• _Required work_: Would you restate all the data that follows, word for word?

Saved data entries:
■ ■ ■

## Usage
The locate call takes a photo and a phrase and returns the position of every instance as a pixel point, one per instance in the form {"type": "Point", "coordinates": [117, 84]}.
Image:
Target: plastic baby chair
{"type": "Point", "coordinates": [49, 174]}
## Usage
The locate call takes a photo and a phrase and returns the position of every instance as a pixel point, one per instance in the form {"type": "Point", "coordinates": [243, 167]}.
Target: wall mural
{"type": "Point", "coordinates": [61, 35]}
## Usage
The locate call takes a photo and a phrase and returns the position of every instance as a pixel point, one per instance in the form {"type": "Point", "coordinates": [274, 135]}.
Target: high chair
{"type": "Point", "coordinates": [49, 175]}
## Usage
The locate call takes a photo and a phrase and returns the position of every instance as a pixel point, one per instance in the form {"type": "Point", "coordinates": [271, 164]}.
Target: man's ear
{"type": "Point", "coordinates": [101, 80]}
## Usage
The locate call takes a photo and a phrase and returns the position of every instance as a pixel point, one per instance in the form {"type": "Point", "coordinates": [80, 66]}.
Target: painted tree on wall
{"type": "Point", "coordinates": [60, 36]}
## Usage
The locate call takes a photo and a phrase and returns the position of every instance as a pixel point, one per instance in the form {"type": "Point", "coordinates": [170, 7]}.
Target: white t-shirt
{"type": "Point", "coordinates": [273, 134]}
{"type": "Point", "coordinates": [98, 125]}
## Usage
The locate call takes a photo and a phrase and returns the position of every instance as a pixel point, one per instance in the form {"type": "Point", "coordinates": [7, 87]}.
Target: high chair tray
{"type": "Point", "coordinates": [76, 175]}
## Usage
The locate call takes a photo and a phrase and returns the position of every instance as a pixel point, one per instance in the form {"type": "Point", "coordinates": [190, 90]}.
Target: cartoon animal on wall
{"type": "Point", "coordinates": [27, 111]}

■ ■ ■

• _Solution to the exercise_:
## Usage
The locate call takes a photo and a phrase and returns the position of every instance as a pixel point, one per instance in the form {"type": "Point", "coordinates": [117, 84]}.
Image:
Target: plastic baby chair
{"type": "Point", "coordinates": [49, 174]}
## Usage
The locate call takes a photo and a phrase and returns the position of every instance as a pixel point, one per instance in the form {"type": "Point", "coordinates": [243, 167]}.
Target: wall mural
{"type": "Point", "coordinates": [61, 35]}
## Usage
The locate call takes a photo and a phrase and returns the position of every instance as a pixel point, one per instance in the form {"type": "Point", "coordinates": [274, 135]}.
Target: high chair
{"type": "Point", "coordinates": [49, 175]}
## Usage
The locate call takes a photo and a phrase and returns the position of every instance as a pixel point, one per instance in the form {"type": "Point", "coordinates": [271, 164]}.
Target: man's ear
{"type": "Point", "coordinates": [101, 80]}
## Usage
The locate call takes a photo and a phrase and returns the position of every instance as a pixel point, one per instance in the form {"type": "Point", "coordinates": [80, 66]}.
Target: painted tree on wall
{"type": "Point", "coordinates": [60, 36]}
## Usage
The locate call takes a photo and a phrase and returns the position of every instance as a pixel point, one per instance in the form {"type": "Point", "coordinates": [170, 7]}.
Target: white t-shirt
{"type": "Point", "coordinates": [273, 134]}
{"type": "Point", "coordinates": [98, 125]}
## Usage
The locate call takes a photo and a phrase and returns the position of every instance as a pixel point, one per instance in the form {"type": "Point", "coordinates": [7, 87]}.
Target: high chair tray
{"type": "Point", "coordinates": [76, 175]}
## Usage
The locate call takes a photo and a phrase and returns the position of every instance as a pixel point, one per instance in the form {"type": "Point", "coordinates": [190, 90]}.
Target: cartoon animal on wall
{"type": "Point", "coordinates": [27, 111]}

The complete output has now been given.